YOUR INSTRUCTIONS:
Extend the passage below on the earthquake at Managua, starting immediately after its last sentence about the two early aftershocks.
--- EXCERPTED PASSAGE Enclosed Below ---
The earthquake severely damaged 27 sqkm and destroyed 13 sqkm in the city centre. The majority of the buildings in the city's central business district sustained significant structural damage including a 19-story building, one 15-story building, approximately 5 buildings that were 7 to 9 stories tall and more than 25 buildings that were from 3 to 6 stories tall. Much of the damage arose from seismic ground movement which occurred within 10–15 seconds of the main shock. The majority of the factories and smaller buildings were severely damaged. Many of the houses and small shops were over 40 years old and constructed using a local method called taquezal (or talquezal), in which the timber framed walls are filled with stone and finished with plaster, covered by roofs of unmortared clay tile. The design is very susceptible to earthquake damage. An estimated 53,000 homes in the city were damaged. The water and electrical power networks were severely damaged and more than a week after the earthquake only 10% of the city had any working water service.

==Surface faulting==

One of the most significant geological effects of the earthquake quake was surface faulting. Examination of the fault lines indicated a lateral motion moving in a northeasterly direction and aftershock data has revealed at least one of the faults extends from the surface to a depth of 8 to 10 kilometers beneath the city of Managua.

==Aftershocks==
Within an hour after the main shock, two aftershocks, one of magnitude 5.0 and the other 5.2, occurred at 1:18 a.m. and 1:20 a.m.
--- End of Enclosed EXCERPTED PASSAGE ---
--- AVAILABLE DATA Enclosed Below ---
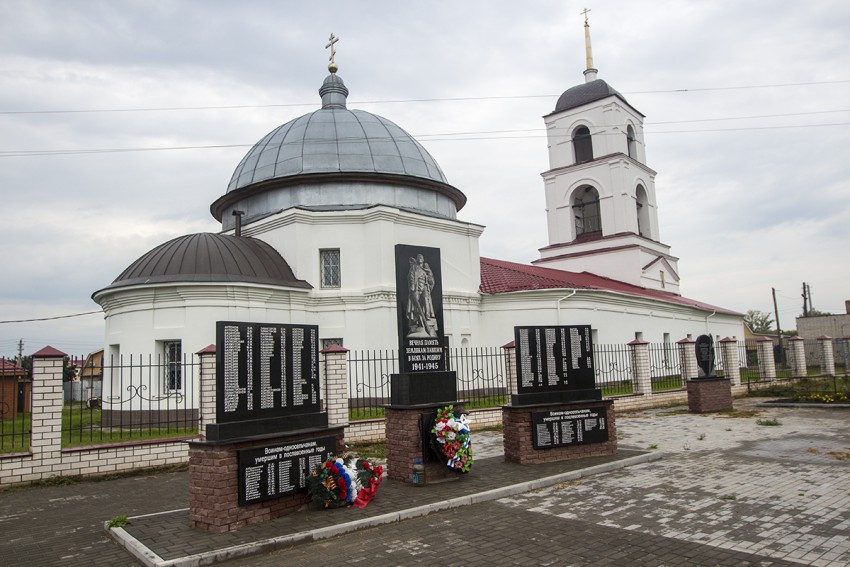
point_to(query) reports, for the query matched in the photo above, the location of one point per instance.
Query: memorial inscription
(569, 427)
(266, 370)
(554, 358)
(705, 355)
(274, 470)
(419, 304)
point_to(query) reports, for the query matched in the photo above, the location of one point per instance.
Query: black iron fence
(131, 399)
(15, 404)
--- End of Enclosed AVAILABLE DATA ---
ANSWER SECTION:
==Response==
Two-thirds of Managua's 1,000,000 residents were displaced and faced food shortage and disease, and dry-season winds worsened the problem with fires created by the disaster. Because of the damaging effects of the earthquake, many of the emergency services in the city were operating at a seriously lower level than normal. The earthquake destroyed all the fire-fighting equipment available, and fires were prevalent in some areas for several days. All four main hospitals, which before the disaster had 1,650 beds, were unserviceable.

The Nicaraguan government appealed for aid, and the government accepted aid from countries like the United States and Mexico and some 25 other countries, worth millions of dollars. Despite this and the magnitude of the devastation, the aid was not distributed well and the ruling Liberal-Conservative Junta, led by President Anastasio Somoza Debayle, was the target of criticism and was accused of stockpiling foreign aid which never reached the victims of the earthquake. It was because of these reports that the Puerto Rican baseball star Roberto Clemente chose to personally accompany the fourth of a number of relief flights he had organized. That flight crashed on 31 December, killing Clemente among others.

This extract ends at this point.